### Required work
Rewrite all of the material below, replacing "instance" with "occurrence" everywhere it occurs and leaving everything else unchanged. Omit the pictures from your version.

%%

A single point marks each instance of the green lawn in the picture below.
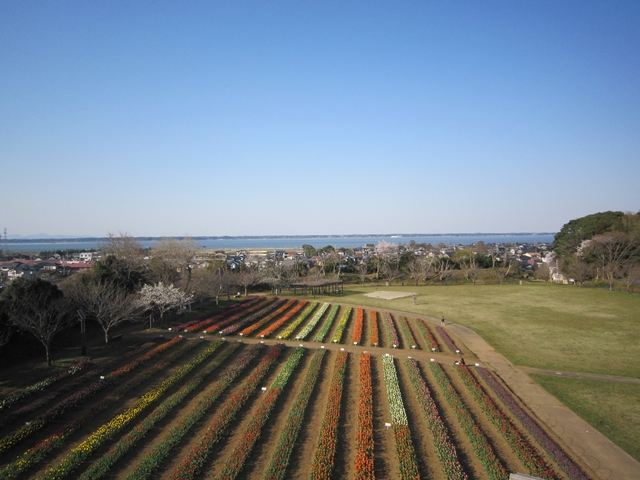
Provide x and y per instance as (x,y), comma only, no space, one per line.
(619,420)
(536,324)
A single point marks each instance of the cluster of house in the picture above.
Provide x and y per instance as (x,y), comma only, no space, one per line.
(529,257)
(19,268)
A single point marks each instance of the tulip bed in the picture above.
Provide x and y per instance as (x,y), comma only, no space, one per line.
(38,387)
(363,468)
(38,452)
(521,447)
(233,328)
(324,457)
(447,339)
(553,449)
(233,466)
(342,324)
(428,335)
(405,452)
(373,327)
(193,462)
(357,329)
(79,398)
(106,431)
(102,466)
(312,323)
(406,331)
(445,449)
(257,310)
(280,459)
(282,320)
(299,319)
(252,328)
(326,325)
(392,333)
(481,446)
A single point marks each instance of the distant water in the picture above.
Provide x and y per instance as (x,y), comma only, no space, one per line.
(239,243)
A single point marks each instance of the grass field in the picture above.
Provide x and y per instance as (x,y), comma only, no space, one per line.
(536,324)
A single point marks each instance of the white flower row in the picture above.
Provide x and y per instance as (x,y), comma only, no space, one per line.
(396,406)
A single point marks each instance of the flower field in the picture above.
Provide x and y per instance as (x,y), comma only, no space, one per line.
(250,406)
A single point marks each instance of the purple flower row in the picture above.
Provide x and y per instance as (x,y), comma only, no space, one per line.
(569,466)
(392,333)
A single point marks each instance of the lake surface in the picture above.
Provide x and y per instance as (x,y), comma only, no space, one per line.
(239,243)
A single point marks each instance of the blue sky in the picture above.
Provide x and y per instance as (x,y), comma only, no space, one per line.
(250,118)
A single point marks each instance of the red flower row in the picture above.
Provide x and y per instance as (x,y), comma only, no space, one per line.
(364,466)
(357,330)
(281,321)
(521,447)
(196,458)
(326,450)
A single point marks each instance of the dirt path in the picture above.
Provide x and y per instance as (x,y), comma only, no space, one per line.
(607,459)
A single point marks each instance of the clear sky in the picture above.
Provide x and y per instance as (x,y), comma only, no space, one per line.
(316,117)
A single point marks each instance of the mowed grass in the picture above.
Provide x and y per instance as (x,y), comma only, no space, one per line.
(539,325)
(619,421)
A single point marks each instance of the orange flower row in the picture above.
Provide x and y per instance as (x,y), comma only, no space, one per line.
(268,318)
(285,318)
(357,331)
(373,323)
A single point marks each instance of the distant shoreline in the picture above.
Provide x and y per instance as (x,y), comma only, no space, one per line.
(394,236)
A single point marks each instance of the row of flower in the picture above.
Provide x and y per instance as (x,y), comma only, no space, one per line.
(553,449)
(407,461)
(374,333)
(255,312)
(445,449)
(478,440)
(286,333)
(193,462)
(406,331)
(342,324)
(82,451)
(447,339)
(43,400)
(79,398)
(357,329)
(234,327)
(102,466)
(150,463)
(38,387)
(263,321)
(282,320)
(326,325)
(197,325)
(309,326)
(521,447)
(280,459)
(231,469)
(427,334)
(324,457)
(363,468)
(392,333)
(40,451)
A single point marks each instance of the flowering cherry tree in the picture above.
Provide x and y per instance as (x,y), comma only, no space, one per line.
(164,298)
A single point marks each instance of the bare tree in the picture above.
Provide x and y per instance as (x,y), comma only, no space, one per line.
(630,275)
(106,303)
(163,298)
(38,307)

%%

### Output for this exercise
A single point marks each occurrence of the green lawn in the picture below.
Provide x and y per occurrence as (x,y), comma only, no space, one per line.
(619,420)
(536,324)
A single point marks each occurrence of the cluster of house in the picture above.
Provide x and y per occurrence as (x,y), comma only, no space, one per line.
(529,257)
(19,268)
A single point marks each occurrence of the tulip bed in the picture above.
Provide x and y per occurrence as (x,y), comma only, no space, one per line.
(38,387)
(363,468)
(38,452)
(521,447)
(233,328)
(324,457)
(447,339)
(553,449)
(233,466)
(342,324)
(428,335)
(405,452)
(373,327)
(193,462)
(357,329)
(79,398)
(106,431)
(102,466)
(312,323)
(406,331)
(445,449)
(257,310)
(280,459)
(282,320)
(299,319)
(252,328)
(326,325)
(392,333)
(481,446)
A single point marks each occurrence of the distant water in the picture above.
Provide x and y per occurrence as (x,y), comma only, no space, one per line.
(239,243)
A single point marks each occurrence of the grass field in the picture above.
Provide x and y per occurrence as (x,y), comma only, no space, one per line.
(536,324)
A single point marks each occurrence of the white flower row in the picture above.
Provide x and y per occurrence as (x,y), comma only, no space, one per line.
(396,406)
A single point marks each occurrence of the flower field in the picture above.
Provide x and y per occurrence as (x,y), comma only, no space, one per line.
(250,406)
A single point marks each occurrence of the purple flower row in the picture above.
Provide x and y per occurrence as (x,y), comma only, no space, one per line.
(569,466)
(392,333)
A single point marks each occurrence of the lake surface in the picture above.
Provide x and y per occurrence as (x,y), comma only, no space, one per line.
(239,243)
A single point marks each occurrence of the blue sky in the picture above.
Provide x and y per occurrence as (x,y), comma only, no space, one per line.
(250,118)
A single point marks each occurrence of the red flower row in the picture above.
Provide x and y per occurrence as (x,y), comma only, no space, one per line.
(364,466)
(357,330)
(281,321)
(521,447)
(196,458)
(326,450)
A single point marks each occurrence of the dirt path in the picture above.
Provide x and y per occurrence as (x,y), comma only, no space, one per line.
(607,459)
A single point marks each occurrence of the clear sky in the picture above.
Provide x and y per occurrence as (x,y), comma only, no space, one per line.
(316,117)
A single point marks each occurrence of the mowed grass in the picture above.
Provide x and y per occurrence as (x,y), comma only, no space, one per line.
(539,325)
(619,421)
A single point marks each occurrence of the orange flower row in the picture above.
Provide x and y per occurrence as (x,y), comma only, no space, one per line.
(268,318)
(285,318)
(357,331)
(373,323)
A single point marks each occurrence of the distant shoreline in the picture above.
Provide x and y per occurrence as (x,y), comma only, no space, one per line.
(394,236)
A single point marks each occurrence of the row of flower in the picture above.
Provide x and y per occurrence as (x,y), comma only, no space, one per line.
(553,449)
(407,461)
(374,333)
(255,312)
(445,449)
(478,440)
(286,333)
(193,462)
(406,331)
(342,324)
(82,451)
(447,339)
(43,400)
(79,398)
(357,329)
(234,327)
(102,466)
(150,463)
(38,387)
(263,321)
(282,320)
(326,325)
(197,325)
(309,326)
(521,447)
(280,459)
(231,469)
(427,334)
(324,457)
(363,468)
(392,333)
(40,451)
A single point marks each occurrence of the flowering cherry tree in the picture above.
Provide x and y per occurrence as (x,y), comma only, no space, one per line.
(164,298)
A single point marks each occurrence of the bare tree in the picture above.
Provide x and y per occurrence as (x,y), comma only, no space, one per line.
(630,275)
(106,303)
(163,298)
(38,307)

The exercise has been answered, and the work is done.